- Seitenauszug:
↓↓↓
Unterschätzte Stil-Ikonen

Die von mir stets gern gelesene Hadley Freeman, Kolumnistin des britischen Guardian, hat dort bereits letztes Jahr festgestellt, dass die jährliche Best-Dressed List von «Vanity Fair» irgendwie immer erratischer wird (um es vorsichtig zu formulieren, Frau Freeman drückt es drastischer aus). Nun, wie der treue Leser weiss, liebe ich «Vanity Fair» (amerikanische Ausgabe, natürlich) – aber hier hat Hadley Freeman recht: auch diesen September fanden sich auf der Best-Dressed List von «Vanity Fair» wieder sehr merkwürdige Einträge; neben so wunderbaren Erscheinungen wie Tom Brady, den ich aufrichtig liebe, namentlich so Unerklärlichkeiten wie Jay-Z, Colin Firth, Stella McCartney, Ozwald Boateng und, worst of all, Jean Pigozzi und Carlos Souza (die albernsten Schuhe).
Nun, die wahre sartoriale Exzellenz findet sich ohnehin nicht in der laufenden, sondern in der Hall-of-Fame-Abteilung der Liste, wo die zeitlosen Ikonen des guten Geschmacks versammelt sind, angeführt von einer leider inzwischen abgetretenen Garde von Upper-East-Side-Instanzen, aus Zeiten, als die Ladies ihren Lunch in Le- und La-Restaurants wie La Côte Basque und Le Cirque einnahmen (natürlich wurde nicht wirklich gegessen) und Namen wie Babe Paley, C. Z. Guest und Jacqueline Onassis (alle in der Hall of Fame) die Trophäen jeder Gästeliste waren. Ausserdem finden sich in der Hall of Fame der Best-Dressed List von «Vanity Fair» zum Beispiel Lauren Bacall, Mercedes Bass, Candice Bergen, Pat Buckley, Nan Kempner, Amy Fine Collins, Catherine Deneuve, Daphne Guinness, Audrey Hepburn, Bianca Jagger, Elsa Klensch, Fran Lebowitz, Clare Boothe Luce, Chessy Rayner, Rosalind Russell, Giovanni Agnelli, Giorgio Armani, Bill Blass, Robert Evans, Bryan Ferry, Hubert de Givenchy, Cary Grant, David Hockney – und aufschlussreicherweise niemand aus dem deutschen Sprachraum. Ich muss all diese Namen hier mal wieder erwähnen, weil sie heutzutage viel zu selten erwähnt werden, und wenn ich auch nicht finde, dass früher alles besser war, so denke ich, dass wir immer noch ne Menge lernen können von Leuten, die sich richtig anziehen.
↑↑↑
- Datenabschnitt:
↓↓↓
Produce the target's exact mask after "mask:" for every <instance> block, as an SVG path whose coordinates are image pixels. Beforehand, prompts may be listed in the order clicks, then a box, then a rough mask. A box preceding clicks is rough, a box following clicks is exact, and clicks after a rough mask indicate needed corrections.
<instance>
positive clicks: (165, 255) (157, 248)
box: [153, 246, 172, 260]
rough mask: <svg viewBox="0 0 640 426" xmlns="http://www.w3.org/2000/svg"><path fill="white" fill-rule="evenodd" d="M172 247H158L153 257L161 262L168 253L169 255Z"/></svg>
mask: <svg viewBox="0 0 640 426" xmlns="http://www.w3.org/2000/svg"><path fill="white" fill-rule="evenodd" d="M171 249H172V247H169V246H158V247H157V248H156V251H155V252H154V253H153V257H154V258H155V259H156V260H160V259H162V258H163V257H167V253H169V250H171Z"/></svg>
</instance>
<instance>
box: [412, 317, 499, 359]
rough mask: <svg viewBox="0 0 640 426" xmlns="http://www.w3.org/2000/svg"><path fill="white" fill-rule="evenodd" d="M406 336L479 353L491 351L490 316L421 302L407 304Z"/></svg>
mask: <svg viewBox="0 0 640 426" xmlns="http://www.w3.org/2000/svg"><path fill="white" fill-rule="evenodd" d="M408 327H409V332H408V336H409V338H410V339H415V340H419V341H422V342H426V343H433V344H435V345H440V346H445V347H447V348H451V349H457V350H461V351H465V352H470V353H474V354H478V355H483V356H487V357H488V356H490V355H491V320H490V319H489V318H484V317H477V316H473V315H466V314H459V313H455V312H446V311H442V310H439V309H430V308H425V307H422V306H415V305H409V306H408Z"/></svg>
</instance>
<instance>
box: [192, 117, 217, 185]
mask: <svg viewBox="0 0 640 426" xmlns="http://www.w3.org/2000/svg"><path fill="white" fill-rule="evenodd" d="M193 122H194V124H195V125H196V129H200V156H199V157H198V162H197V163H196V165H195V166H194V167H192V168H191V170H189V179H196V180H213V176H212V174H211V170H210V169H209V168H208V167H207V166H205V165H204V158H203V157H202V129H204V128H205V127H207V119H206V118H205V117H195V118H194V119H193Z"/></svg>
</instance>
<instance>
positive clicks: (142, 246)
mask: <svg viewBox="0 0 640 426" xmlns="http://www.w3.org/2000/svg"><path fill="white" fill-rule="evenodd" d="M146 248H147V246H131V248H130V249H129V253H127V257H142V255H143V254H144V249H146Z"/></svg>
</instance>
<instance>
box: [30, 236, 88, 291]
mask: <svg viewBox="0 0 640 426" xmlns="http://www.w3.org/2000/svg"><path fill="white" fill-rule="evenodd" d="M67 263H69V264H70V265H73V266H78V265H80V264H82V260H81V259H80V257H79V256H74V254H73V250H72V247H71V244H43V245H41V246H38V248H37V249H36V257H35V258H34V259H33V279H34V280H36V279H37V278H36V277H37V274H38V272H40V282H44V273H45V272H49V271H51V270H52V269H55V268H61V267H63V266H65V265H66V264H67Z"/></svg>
↑↑↑
- Zu beantwortende Fragen:
A - Welche Personen auf der diesjährigen Best-Dressed List bezeichnet der Seitenauszug als Unerklärlichkeiten?
B - Gib den Abschnitt des Seitenauszugs zwischen "Die von mir" und "(die albernsten Schuhe)." Wort für Wort aus, beide eingeschlossen.

- Geordnete Ergebnisse:
A - Jay-Z, Colin Firth, Stella McCartney, Ozwald Boateng, Jean Pigozzi und Carlos Souza

B -
Die von mir stets gern gelesene Hadley Freeman, Kolumnistin des britischen Guardian, hat dort bereits letztes Jahr festgestellt, dass die jährliche Best-Dressed List von «Vanity Fair» irgendwie immer erratischer wird (um es vorsichtig zu formulieren, Frau Freeman drückt es drastischer aus). Nun, wie der treue Leser weiss, liebe ich «Vanity Fair» (amerikanische Ausgabe, natürlich) – aber hier hat Hadley Freeman recht: auch diesen September fanden sich auf der Best-Dressed List von «Vanity Fair» wieder sehr merkwürdige Einträge; neben so wunderbaren Erscheinungen wie Tom Brady, den ich aufrichtig liebe, namentlich so Unerklärlichkeiten wie Jay-Z, Colin Firth, Stella McCartney, Ozwald Boateng und, worst of all, Jean Pigozzi und Carlos Souza (die albernsten Schuhe).